== The task ==
Rewrite the listing below, changing every "Expected behaviour" to "Expected behavior" and leaving everything else as it is. Leave the pictures out of your version.

# Exercise input start

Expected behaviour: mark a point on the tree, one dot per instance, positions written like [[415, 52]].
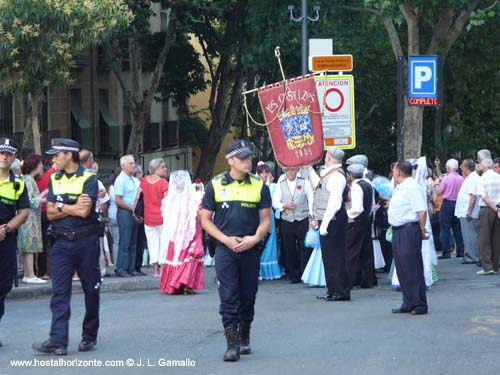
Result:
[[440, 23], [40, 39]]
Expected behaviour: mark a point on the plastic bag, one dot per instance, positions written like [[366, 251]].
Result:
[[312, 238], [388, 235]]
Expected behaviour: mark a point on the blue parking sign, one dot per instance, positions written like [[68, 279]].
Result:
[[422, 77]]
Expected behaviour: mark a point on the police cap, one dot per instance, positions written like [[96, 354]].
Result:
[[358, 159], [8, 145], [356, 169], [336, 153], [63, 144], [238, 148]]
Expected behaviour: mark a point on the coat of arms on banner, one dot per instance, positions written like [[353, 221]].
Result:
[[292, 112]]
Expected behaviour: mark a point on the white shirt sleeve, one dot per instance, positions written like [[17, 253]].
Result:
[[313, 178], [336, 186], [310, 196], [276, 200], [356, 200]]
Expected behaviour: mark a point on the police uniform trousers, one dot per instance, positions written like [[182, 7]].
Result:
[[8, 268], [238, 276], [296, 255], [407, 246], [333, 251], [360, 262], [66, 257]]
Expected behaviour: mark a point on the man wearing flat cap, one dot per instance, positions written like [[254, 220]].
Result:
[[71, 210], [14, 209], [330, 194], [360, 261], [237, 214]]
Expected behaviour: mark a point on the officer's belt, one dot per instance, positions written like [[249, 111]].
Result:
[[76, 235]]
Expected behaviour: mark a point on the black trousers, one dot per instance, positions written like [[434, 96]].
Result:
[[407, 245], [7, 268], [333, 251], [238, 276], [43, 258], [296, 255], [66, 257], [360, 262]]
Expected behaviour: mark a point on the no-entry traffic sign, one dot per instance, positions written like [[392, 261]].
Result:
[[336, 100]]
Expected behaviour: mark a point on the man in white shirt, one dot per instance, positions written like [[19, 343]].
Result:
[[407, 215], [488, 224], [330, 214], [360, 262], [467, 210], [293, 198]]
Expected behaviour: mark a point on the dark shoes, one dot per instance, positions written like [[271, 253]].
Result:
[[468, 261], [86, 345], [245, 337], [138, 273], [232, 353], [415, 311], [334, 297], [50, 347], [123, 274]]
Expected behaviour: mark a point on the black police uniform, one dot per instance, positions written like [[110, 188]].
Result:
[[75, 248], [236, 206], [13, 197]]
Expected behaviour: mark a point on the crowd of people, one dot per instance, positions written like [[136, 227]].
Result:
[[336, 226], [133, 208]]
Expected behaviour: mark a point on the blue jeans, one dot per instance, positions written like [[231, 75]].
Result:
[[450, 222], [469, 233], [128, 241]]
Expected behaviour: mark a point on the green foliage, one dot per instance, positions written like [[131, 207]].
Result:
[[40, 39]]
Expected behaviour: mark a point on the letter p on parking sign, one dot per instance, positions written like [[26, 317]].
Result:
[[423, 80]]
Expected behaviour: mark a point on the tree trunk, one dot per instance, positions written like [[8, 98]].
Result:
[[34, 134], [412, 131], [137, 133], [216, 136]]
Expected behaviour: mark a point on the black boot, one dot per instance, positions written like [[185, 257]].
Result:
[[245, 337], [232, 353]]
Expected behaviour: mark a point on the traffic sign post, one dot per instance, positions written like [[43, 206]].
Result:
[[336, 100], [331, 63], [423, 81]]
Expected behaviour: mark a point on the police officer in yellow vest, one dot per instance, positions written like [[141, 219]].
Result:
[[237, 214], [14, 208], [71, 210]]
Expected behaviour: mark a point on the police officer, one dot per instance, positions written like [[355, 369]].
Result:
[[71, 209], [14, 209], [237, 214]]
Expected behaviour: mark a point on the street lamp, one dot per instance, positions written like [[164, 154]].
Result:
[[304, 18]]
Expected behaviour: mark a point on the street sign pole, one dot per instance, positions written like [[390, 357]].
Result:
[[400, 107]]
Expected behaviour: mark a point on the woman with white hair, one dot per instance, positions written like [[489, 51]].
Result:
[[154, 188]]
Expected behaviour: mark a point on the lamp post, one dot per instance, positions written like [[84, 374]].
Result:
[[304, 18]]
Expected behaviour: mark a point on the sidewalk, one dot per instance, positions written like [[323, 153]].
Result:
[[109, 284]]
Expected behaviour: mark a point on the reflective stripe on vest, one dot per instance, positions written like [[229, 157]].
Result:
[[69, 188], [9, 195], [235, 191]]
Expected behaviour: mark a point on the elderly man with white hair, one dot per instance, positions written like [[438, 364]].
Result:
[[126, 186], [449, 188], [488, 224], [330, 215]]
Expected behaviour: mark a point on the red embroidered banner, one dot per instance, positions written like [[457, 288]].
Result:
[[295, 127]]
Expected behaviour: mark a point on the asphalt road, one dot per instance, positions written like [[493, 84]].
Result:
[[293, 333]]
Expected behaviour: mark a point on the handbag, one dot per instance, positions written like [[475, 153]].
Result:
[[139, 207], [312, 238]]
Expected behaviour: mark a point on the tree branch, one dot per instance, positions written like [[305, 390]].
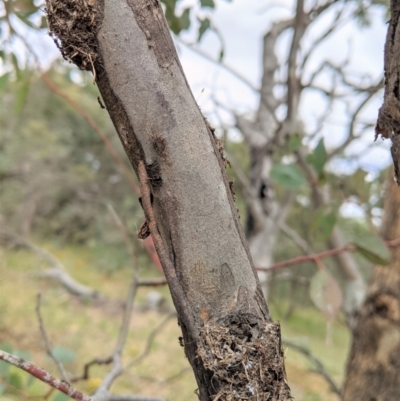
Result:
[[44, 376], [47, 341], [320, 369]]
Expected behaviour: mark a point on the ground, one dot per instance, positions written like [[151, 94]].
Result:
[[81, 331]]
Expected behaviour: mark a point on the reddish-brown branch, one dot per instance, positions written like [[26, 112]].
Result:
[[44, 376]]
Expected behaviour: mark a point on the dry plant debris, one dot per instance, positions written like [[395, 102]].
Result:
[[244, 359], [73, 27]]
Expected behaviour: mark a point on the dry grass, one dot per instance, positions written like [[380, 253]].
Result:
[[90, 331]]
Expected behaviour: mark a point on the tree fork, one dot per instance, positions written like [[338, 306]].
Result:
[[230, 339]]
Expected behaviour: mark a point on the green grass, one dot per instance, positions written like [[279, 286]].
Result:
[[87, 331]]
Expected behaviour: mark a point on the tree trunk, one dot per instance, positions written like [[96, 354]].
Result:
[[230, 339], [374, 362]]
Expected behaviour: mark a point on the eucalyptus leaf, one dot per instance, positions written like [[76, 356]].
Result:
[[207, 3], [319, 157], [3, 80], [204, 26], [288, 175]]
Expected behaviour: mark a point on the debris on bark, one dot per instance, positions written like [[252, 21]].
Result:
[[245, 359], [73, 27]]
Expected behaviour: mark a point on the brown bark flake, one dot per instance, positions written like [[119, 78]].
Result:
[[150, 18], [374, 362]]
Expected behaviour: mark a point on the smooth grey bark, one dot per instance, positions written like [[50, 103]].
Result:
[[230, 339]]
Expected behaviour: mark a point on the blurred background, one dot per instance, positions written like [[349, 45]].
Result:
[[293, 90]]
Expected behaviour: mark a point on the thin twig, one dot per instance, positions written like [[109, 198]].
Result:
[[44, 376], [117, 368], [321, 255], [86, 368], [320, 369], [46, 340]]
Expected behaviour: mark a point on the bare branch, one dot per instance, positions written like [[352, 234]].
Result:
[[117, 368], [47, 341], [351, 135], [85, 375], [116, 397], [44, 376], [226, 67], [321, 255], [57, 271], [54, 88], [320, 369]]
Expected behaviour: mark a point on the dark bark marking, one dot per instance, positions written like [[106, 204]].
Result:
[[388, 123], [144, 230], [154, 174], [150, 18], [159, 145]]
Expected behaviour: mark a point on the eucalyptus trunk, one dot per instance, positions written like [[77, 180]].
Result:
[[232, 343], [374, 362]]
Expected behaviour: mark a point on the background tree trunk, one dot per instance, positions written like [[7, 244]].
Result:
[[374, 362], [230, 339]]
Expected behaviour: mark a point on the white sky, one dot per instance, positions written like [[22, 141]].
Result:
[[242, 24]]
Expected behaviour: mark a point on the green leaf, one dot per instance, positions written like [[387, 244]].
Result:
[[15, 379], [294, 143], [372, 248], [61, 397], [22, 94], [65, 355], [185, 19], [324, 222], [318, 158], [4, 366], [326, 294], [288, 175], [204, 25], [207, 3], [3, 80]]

# Exercise input end

== Solution below ==
Expected behavior: mark a point on the tree, one dot per instance, positions written like [[415, 52]].
Result:
[[440, 23], [40, 39]]
Expected behavior: mark a point on the plastic bag, one dot per instance, positions written like [[366, 251]].
Result:
[[312, 238], [388, 235]]
Expected behavior: mark a point on the blue parking sign, one dot per instance, positions written like [[68, 279]].
Result:
[[422, 77]]
Expected behavior: mark a point on the police cap, one dot per instance, positions written like [[96, 354]].
Result:
[[358, 159], [8, 145], [356, 169], [336, 153], [63, 144], [238, 148]]
Expected behavior: mark a point on the coat of arms on banner, one dot per instance, positions written like [[353, 221]].
Result:
[[292, 112]]
Expected behavior: mark a point on the white shirt sleeve, one dot per instance, positions written like [[17, 253]].
Result:
[[313, 178], [336, 186], [310, 196], [276, 200], [356, 200]]
Expected behavior: mark a point on the police uniform trousers, one dot per instance, positions written like [[182, 7]].
Result:
[[8, 268], [238, 276], [296, 255], [407, 246], [333, 251], [360, 262], [66, 257]]
Expected behavior: mark a point on the man wearing flat cap, one dot per instance, positions written like [[254, 220]].
Result:
[[71, 210], [14, 209], [330, 194], [360, 261], [237, 214]]
Expected behavior: mark a point on the officer's belt, one dot per instance, positions written like [[249, 111]].
Result:
[[76, 235]]
Expected behavior: mark a point on the black trousers, one dot per instance, positions written like [[434, 96]].
Result:
[[407, 245], [7, 268], [333, 251], [238, 276], [43, 258], [296, 255], [66, 257], [360, 262]]
Expected behavior: mark a point on the no-entry traffic sign, one dot per instance, positions written like [[392, 261]].
Result:
[[336, 100]]
Expected behavior: mark a point on the man in white shirt, one dot per instance, positions written like [[19, 343]].
Result:
[[407, 215], [488, 224], [330, 214], [360, 262], [467, 210], [293, 198]]
Expected behavior: mark a point on the dark shoes, one dot per instance, positions written like [[271, 253]].
Result:
[[468, 261], [86, 345], [245, 337], [138, 273], [232, 353], [415, 311], [334, 297], [50, 347], [123, 274]]
Expected behavior: mark a point on the black police uniform, one dot per instance, positions written like [[110, 188]].
Result:
[[75, 248], [236, 206], [13, 197]]
Expected behavior: mark a point on the crowd of people, one dot per instance, positions written like [[136, 227]].
Result:
[[336, 226], [133, 208]]
Expected behavior: mark a point on the blue jeans, one dot per instance, positions written like [[231, 75]].
Result:
[[450, 222], [469, 233], [128, 241]]
Expected behavior: mark a point on the green foliage, one dot per instance, positions written like [[131, 207]].
Result:
[[40, 39]]
Expected behavior: mark a point on the letter p on parking sign, one dot per instance, positions written like [[26, 317]].
Result:
[[423, 80]]
Expected behavior: mark a point on the tree trunk, one dot per instance, positions written like [[8, 98]].
Result:
[[34, 134], [412, 131], [137, 133], [216, 136]]
Expected behavior: mark a point on the black boot, one dot per instance, positions written like [[185, 257]].
Result:
[[245, 337], [232, 353]]
Expected behavior: mark a point on the traffic sign post, one dot per instance, positions written like [[43, 206]].
Result:
[[336, 100], [331, 63], [423, 81]]
Expected behavior: mark a point on the police officer in yellow vest, one dot per instance, positions written like [[141, 219]].
Result:
[[237, 214], [14, 208], [71, 210]]
Expected behavior: mark a point on the police officer, one dot per instance, positions written like [[355, 369]].
Result:
[[71, 209], [14, 209], [237, 214]]
Expected behavior: mark a point on the street lamp, one dot per instance, positions written like [[164, 154]].
Result:
[[304, 18]]
Expected behavior: mark a point on the street sign pole, one dot per instance, positions written like [[390, 357]].
Result:
[[400, 107]]
Expected behavior: mark a point on the woman with white hair, one dot per instance, positions written like [[489, 51]].
Result:
[[154, 188]]
Expected behavior: mark a point on the lamp post, one dot per instance, positions written like [[84, 374]].
Result:
[[304, 18]]
Expected behavior: mark a point on the sidewalk, one dot per instance, positions written like [[323, 153]].
Result:
[[109, 284]]
Expected behavior: mark a point on the reflective stripe on vest, one dot per instance, positions written like [[229, 157]].
Result:
[[69, 188], [9, 195], [235, 191]]
Expected behavior: mark a point on the elderly man with white hair, one dot per instance, positions written like [[438, 364]].
Result:
[[126, 186], [449, 188], [488, 224], [330, 215]]
Expected behavior: mark a point on the red embroidered banner, one dot per instance, positions written like [[457, 288]].
Result:
[[295, 127]]
Expected behavior: mark a point on the asphalt road, one dot per instance, positions written like [[493, 84]].
Result:
[[293, 333]]
Expected behavior: mark a point on the handbag, one dot per instance, positions written like [[475, 153]].
Result:
[[139, 207], [312, 238]]
Expected behavior: mark a point on the tree branch, one dot per instance, positions written like [[305, 390]].
Result:
[[44, 376], [47, 341], [320, 369]]
Expected behavior: mark a point on the ground, one dot per instance, positions written like [[151, 94]].
Result:
[[81, 331]]
Expected behavior: mark a point on the reddish-brown branch, one dot per instance, positions written like [[26, 112]].
Result:
[[44, 376]]
Expected behavior: mark a point on the dry plant debris, one dot per instance, positions written like [[395, 102]].
Result:
[[244, 359], [73, 27]]
Expected behavior: mark a point on the dry grass, one dot per instance, positions written like [[380, 253]].
Result:
[[90, 331]]
Expected behavior: mark a point on the tree fork, one dot per instance, positions written like [[338, 306]].
Result:
[[230, 339]]
Expected behavior: mark a point on the green grass, one dot per instance, positions written like [[279, 286]].
Result:
[[87, 331]]
Expected behavior: mark a point on the tree trunk, one dot per instance, positions written like [[96, 354]].
Result:
[[230, 339], [374, 362]]
Expected behavior: mark a point on the eucalyptus leaf, one dot per instance, positions written like [[76, 356]].
Result:
[[207, 3], [319, 157], [3, 80], [204, 26], [288, 175]]
Expected behavior: mark a point on the debris on bark, one dot per instance, positions written like [[252, 21]].
Result:
[[245, 359], [73, 27]]
Expected behavior: mark a point on the brown bark flake, one dot per instance, positions written like [[119, 78]].
Result:
[[150, 18], [374, 362]]
Expected behavior: mark a point on the smooth grey bark, one dot per instance, positions written like [[50, 103]].
Result:
[[230, 339]]
Expected behavior: mark a point on the blurred background, one dot per instance, positions written like [[349, 45]].
Result:
[[293, 90]]
Expected behavior: mark a point on the thin twig, one dot per instance, positions written like [[109, 198]].
Result:
[[44, 376], [117, 368], [321, 255], [86, 368], [320, 369], [46, 340]]
Expected behavior: mark a point on the bare branch, one dot per instance, positions written like [[352, 234]].
Result:
[[117, 368], [47, 341], [351, 135], [85, 375], [116, 397], [44, 376], [226, 67], [321, 255], [57, 271], [54, 88], [320, 369]]
Expected behavior: mark a point on the dark bark marking, one dot per instance, positions written like [[106, 204]].
Result:
[[388, 123], [144, 230], [154, 174], [150, 18], [159, 145]]
Expected behavior: mark a point on the eucalyptus trunk, one dot per instance, positions written like [[77, 180]].
Result:
[[232, 343], [374, 362]]
Expected behavior: mark a point on the background tree trunk, one dot per instance, positions written like [[7, 244]].
Result:
[[374, 362], [230, 339]]
Expected behavior: mark a point on the white sky, one dot per instance, positions written like [[22, 141]].
Result:
[[242, 24]]
Expected behavior: mark a point on the green leaf, one dot per instance, positions written like [[387, 244]].
Result:
[[15, 379], [294, 143], [372, 248], [61, 397], [22, 94], [65, 355], [185, 19], [324, 222], [318, 158], [4, 366], [326, 294], [288, 175], [204, 25], [207, 3], [3, 80]]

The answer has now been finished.